Instructions »
[a] Decide whether each statement below agrees with the biodiversity infographics post that follows. Answer yes or no for each, and quote the deciding words from the post.
(i) The earlier post on biodiversity infographics came out almost two years before this update.
(ii) The list of infographics was compiled by a marine ecologist.
(iii) Educators may use the infographics for commercial purposes without contacting their creators.
[b] Write what comes next in the biodiversity infographics post below, starting right after its last sentence.

Document excerpt »
►

Here is an update to our popular post 5 Awesome Biodiversity Infographics, published almost two years ago. Biodiversity has (deservedly) been getting even more attention recently. To bring you up-to-date on the best and latest, our guest author, terrestrial ecologist Jesse Popp (profile below), kindly compiled this list of the top 10 biodiversity- and conservation-related infographics.
Use of the infographics
Subject to copyright and fair use provisions, we encourage teachers and educators to use these infographics to engage and inform students. Please contact the individual creators of the infographics if you wish to use them for commercial purposes.
Click on the infographic to get the full resolution image
1) The Losing World
By: Sajeev Kumarapuram (October 15, 2012)
The current biodiversity crisis could wipe out life as we know it. There has not been an extinction crisis this big since the dinosaurs disappeared. With the number of endangered species climbing drastically, humans are starting to see the effects on industry. In order to help with this imminent crisis, we need to work together now.

◄

(Stored data entries)
►

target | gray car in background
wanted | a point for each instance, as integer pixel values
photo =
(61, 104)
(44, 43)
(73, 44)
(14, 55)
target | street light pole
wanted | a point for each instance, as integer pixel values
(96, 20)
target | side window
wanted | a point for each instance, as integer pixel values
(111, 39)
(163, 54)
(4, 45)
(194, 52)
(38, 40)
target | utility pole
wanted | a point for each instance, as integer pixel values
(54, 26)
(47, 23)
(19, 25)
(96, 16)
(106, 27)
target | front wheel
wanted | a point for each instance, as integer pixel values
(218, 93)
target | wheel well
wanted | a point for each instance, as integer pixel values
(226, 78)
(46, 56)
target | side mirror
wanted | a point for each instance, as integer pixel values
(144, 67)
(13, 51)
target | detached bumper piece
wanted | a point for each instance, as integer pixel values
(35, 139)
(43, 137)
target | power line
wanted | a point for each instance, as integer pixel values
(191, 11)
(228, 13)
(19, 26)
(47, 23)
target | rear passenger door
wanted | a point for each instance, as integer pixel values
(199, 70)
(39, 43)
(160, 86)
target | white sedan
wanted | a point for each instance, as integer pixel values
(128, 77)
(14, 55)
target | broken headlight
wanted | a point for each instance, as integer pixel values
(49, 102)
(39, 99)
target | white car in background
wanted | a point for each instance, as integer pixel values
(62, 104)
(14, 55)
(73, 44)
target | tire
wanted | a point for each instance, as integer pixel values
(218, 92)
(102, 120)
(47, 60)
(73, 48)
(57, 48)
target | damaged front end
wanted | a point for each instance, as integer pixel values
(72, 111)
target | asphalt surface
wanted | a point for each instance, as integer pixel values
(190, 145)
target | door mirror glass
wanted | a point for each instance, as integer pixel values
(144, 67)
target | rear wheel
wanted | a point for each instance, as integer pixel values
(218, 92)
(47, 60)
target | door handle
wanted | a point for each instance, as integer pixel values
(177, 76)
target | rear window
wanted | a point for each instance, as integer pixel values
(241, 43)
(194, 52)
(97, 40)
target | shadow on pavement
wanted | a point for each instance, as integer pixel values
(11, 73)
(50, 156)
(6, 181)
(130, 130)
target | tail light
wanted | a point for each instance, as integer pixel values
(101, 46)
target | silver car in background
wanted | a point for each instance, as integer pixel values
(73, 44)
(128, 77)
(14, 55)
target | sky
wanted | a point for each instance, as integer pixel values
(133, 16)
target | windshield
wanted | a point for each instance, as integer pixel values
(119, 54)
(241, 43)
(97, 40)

◄

Responses to the exercise »
[a]
(i) Yes: "published almost two years ago"
(ii) No: "terrestrial ecologist Jesse Popp"
(iii) No: "Please contact the individual creators of the infographics if you wish to use them for commercial purposes."

[b]
2) The Battle for Biodiversity
By: Mike Rossi
Climate change and the loss of biodiversity are today’s greatest challenges for humanity. It is predicted that we will lose 20-50% of all species within the next century, some before we have even discovered them. There are seventeen megadiverse countries that account for more than 70% of the world’s biological diversity. Conservation efforts need to be beefed up, especially in these regions.
3) The Elephant in the Room
By: World Wildlife Fund (undated)
Elephants are the largest living land animal on the planet and more than 12,000 of them are poached every year for their ivory tusks. With populations declining, Asian elephants are listed as endangered while African elephants are close behind.
4) Shark Finning
By: Save Our Seas (March 10, 2013)
As many as 73 million sharks are killed every year just for their fins. Hundreds of thousands of tons of sharks are caught by 7 countries alone. Top shark fin importers are Hong Kong and China. Although legislation is being passed and shark sanctuaries being made, we need to do much more to stop the massacre.
5) Endangered Species
By: Meredith Darlington (March 5, 2010)
More than 10,000 species are on the verge of extinction. Many plant species are also endangered with 140 species gone extinct in the last 500 years. Countries that hold great numbers of species are at a higher risk of losing them. Conservation should be a priority for these countries as there is great potential for improvement.
By: memuco (June 4 2012)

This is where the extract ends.